ASSIGNMENT:
Copy out each line of the data that includes the string "blue".

(Saved entries)
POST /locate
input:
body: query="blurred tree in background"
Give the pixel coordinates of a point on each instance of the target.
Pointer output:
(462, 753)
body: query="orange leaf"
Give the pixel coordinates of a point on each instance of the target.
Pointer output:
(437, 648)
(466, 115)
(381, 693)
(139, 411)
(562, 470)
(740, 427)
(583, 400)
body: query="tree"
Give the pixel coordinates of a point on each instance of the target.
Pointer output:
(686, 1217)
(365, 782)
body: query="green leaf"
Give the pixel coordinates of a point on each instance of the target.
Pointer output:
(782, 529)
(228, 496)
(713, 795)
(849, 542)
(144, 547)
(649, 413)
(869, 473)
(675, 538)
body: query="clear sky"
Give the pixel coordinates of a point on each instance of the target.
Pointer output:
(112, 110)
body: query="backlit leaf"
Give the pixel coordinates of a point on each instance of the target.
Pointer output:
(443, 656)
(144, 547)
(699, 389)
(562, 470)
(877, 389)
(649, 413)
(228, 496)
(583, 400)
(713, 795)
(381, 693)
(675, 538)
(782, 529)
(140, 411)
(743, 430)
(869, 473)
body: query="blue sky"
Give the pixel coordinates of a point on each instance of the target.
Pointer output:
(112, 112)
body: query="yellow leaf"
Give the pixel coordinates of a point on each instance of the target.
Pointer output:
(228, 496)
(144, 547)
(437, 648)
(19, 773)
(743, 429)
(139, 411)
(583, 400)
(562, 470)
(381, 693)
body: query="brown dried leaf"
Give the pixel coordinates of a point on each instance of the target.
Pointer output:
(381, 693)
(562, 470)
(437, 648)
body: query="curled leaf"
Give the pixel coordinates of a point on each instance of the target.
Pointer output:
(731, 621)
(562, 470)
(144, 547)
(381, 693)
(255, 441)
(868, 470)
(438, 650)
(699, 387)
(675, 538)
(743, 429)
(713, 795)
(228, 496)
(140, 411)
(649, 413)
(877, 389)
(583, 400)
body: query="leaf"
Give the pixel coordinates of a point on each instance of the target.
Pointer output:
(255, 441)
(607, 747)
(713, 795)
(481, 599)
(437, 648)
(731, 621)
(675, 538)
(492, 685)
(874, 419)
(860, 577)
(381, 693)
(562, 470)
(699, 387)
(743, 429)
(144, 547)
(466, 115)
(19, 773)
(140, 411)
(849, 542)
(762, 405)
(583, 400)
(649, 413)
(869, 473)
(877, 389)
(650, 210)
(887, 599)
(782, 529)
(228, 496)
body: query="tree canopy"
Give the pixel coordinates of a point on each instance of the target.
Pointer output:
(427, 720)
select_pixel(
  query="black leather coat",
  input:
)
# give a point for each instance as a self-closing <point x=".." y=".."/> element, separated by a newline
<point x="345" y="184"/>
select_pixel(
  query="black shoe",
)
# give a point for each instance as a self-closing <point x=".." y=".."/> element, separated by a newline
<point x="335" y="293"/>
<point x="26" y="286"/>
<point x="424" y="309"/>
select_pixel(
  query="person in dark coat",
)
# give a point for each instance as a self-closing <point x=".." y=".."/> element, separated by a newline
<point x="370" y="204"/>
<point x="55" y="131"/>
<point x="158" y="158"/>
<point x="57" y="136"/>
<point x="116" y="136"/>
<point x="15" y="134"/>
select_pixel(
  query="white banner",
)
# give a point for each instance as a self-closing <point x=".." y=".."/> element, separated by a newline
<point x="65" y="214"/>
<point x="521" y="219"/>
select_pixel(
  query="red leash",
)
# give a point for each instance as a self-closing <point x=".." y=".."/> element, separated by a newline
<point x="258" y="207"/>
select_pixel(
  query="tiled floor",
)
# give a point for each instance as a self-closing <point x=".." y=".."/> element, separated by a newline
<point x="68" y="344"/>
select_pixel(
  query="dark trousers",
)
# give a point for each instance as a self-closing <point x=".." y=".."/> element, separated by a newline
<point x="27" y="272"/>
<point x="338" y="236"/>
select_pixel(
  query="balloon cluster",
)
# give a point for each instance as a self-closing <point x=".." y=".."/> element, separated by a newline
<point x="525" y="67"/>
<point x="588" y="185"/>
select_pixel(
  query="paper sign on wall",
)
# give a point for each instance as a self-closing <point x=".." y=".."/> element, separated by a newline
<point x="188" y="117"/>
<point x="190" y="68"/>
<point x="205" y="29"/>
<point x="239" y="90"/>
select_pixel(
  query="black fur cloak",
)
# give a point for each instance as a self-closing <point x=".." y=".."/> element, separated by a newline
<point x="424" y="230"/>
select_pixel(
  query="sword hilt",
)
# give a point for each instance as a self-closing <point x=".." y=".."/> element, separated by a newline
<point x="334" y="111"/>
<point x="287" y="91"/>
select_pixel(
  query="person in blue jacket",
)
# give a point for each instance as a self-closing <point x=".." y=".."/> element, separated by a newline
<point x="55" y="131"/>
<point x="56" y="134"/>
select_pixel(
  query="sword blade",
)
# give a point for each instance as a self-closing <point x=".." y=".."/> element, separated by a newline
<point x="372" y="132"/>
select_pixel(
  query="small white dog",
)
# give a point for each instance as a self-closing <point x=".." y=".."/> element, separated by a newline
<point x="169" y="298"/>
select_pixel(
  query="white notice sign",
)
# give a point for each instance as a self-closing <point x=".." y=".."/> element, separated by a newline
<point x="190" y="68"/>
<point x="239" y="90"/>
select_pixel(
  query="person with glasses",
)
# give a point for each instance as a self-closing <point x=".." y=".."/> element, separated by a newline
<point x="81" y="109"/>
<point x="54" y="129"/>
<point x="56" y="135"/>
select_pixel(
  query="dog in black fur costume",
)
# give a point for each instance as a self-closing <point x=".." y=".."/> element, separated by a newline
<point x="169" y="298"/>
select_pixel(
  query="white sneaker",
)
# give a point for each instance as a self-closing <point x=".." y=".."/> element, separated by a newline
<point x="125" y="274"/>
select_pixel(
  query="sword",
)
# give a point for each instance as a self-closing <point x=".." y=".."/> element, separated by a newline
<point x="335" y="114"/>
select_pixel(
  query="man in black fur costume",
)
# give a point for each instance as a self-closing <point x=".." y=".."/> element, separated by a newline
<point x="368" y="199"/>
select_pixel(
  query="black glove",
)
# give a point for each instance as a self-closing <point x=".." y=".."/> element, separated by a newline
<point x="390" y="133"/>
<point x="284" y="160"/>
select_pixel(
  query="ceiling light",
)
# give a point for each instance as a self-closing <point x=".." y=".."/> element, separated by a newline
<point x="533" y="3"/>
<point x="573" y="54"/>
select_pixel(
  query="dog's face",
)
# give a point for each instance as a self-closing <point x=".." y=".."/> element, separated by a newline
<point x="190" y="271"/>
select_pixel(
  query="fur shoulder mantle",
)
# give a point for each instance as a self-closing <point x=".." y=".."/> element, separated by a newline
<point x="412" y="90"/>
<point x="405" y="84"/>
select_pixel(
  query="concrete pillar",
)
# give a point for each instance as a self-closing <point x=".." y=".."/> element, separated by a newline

WRITTEN RESPONSE:
body: query="blue sky"
  query="person in blue jacket",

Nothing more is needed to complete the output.